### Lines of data
--- Start ---

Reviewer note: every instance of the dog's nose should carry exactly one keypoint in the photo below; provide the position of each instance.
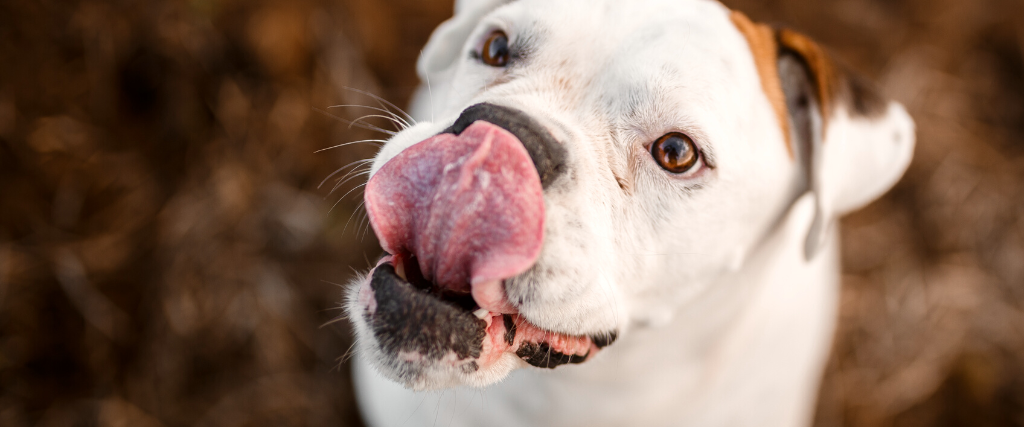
(547, 154)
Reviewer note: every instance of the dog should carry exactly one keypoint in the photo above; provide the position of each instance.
(641, 194)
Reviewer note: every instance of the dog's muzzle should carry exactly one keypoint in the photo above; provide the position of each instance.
(459, 214)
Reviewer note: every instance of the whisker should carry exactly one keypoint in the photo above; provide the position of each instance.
(391, 114)
(380, 100)
(354, 212)
(349, 143)
(396, 123)
(348, 178)
(341, 169)
(343, 197)
(358, 125)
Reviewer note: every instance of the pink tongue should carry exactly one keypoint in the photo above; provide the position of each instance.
(469, 207)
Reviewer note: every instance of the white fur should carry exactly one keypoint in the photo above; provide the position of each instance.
(723, 317)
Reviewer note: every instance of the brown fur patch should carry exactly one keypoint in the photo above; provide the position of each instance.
(827, 80)
(765, 49)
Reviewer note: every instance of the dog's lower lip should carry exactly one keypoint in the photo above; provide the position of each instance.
(499, 333)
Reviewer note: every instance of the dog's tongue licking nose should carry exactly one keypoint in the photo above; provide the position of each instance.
(469, 207)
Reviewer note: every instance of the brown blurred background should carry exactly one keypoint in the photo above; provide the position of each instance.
(167, 258)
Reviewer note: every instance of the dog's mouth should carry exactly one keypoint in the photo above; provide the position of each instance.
(419, 323)
(458, 215)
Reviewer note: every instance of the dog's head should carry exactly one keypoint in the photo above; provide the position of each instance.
(586, 166)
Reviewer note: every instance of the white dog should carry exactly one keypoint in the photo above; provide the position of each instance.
(645, 190)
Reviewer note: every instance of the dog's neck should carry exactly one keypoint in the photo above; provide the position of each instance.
(749, 351)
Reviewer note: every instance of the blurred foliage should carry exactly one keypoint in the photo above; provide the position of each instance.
(167, 257)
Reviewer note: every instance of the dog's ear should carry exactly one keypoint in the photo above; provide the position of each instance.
(852, 143)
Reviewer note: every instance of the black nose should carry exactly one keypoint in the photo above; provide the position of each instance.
(547, 154)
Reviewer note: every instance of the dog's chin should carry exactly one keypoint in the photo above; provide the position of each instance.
(426, 339)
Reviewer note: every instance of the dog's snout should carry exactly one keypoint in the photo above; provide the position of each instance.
(547, 154)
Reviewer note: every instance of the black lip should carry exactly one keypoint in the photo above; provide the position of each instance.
(409, 319)
(548, 155)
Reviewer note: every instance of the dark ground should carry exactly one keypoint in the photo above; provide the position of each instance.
(167, 259)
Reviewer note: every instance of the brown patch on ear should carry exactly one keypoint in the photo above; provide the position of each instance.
(826, 80)
(834, 83)
(765, 49)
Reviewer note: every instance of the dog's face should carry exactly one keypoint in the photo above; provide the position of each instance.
(584, 167)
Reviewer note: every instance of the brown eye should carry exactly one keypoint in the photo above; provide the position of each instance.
(496, 49)
(676, 153)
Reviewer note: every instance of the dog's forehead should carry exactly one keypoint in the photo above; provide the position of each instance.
(641, 53)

--- End ---

The records above are to be reproduced exactly; the pictures are to be left out.

### Task response
Reviewer note: every instance of the dog's nose should carry exactly one keypoint in the photo below; provide the position of each instance.
(547, 154)
Reviewer note: every instance of the dog should carry exactly one keypoint in the photo above; provide the position of each instance.
(641, 194)
Reviewer note: every instance of the dog's muzzle should carry exactly one keypoint in the photo above; provide the position of each instance.
(459, 214)
Reviewer note: every instance of the whisker should carry exactly one keypoint in the photo above; provide the position of each instance.
(391, 114)
(380, 100)
(354, 212)
(349, 143)
(396, 123)
(348, 178)
(341, 169)
(343, 197)
(358, 125)
Reviewer note: every instance of the pink tongue should carry exactly one keypoint in the photo above; provide the position of each instance.
(469, 207)
Reviewer note: every instance of the white fur should carry exactly one keypoint in the photo above; provide the position of each instance.
(723, 317)
Reviewer note: every instance of the brown fur patch should carry exactly one keypoint in the photo above; provide the position of each instance.
(827, 80)
(765, 49)
Reviewer note: every instance of the dog's lower lip should carry exactly one keypoint in the photo above; provide the position of each instance.
(499, 333)
Reviewer note: every instance of the dog's tongue licking nose should carry exactly one keypoint in the photo above; provide the position of each instance.
(469, 207)
Reviewer note: every instance of the brown blurred background should carry exactly one keypoint in the photo above; provide the position of each instance.
(167, 258)
Reviewer note: every instance of the dog's mouth should carry exactly one keypoint in the photo above; provide the position of each instance.
(419, 323)
(458, 215)
Reviewer note: every instance of the dog's head should carry exactly one keypoint in the photo above; provide the position of each instance.
(586, 166)
Reviewer note: every instance of the white dog should carry exactly one keypoint in the photo above; provide the position of each instance.
(645, 190)
Reviewer note: every instance of the dog's neck should carry exactly one keypoint in the photo above; provide the position of each instance.
(749, 351)
Reviewer note: every instance of the blurred foliage should carry exactly one keypoint in the photo above; provide the position of each instance.
(167, 257)
Reviewer note: every instance of the dog's ear should carry exactly one keypoint in the photo above; provide the position of each instance.
(852, 143)
Reviewer note: every instance of the black nose should carry exactly one keypoint in the photo above; provide the position of each instance.
(547, 154)
Reviewer note: every instance of the dog's chin should carry exactly one keypoint in the photo above; provide the position of each instance.
(426, 339)
Reviewer note: every instance of the dog's snout should carry exactly one keypoint in the photo above; provide the position of each instance.
(547, 154)
Reviewer note: every instance of the black lip should carry exactly one keypoint in the photo above; provide the position of each instance.
(409, 319)
(548, 155)
Reviewer note: every instance of the dark ground should carry exactly one keypoint in the photo above; provide the position of each instance.
(167, 259)
Reviewer note: every instance of the brown patch on ear should carry exactly one keypoint in the photo above; provide the position of each instance.
(826, 80)
(834, 83)
(765, 49)
Reviewer note: every instance of the dog's face should carry exactly one keypoint in the photo above; provide the position of each instance.
(584, 167)
Reviewer note: every instance of the brown eye should carry exactly one keypoint in the photo above; provide the position of each instance.
(496, 49)
(676, 153)
Reviewer note: every instance of the dog's forehead should carry exactly one keypoint in the photo above; provide the position of each instance.
(641, 53)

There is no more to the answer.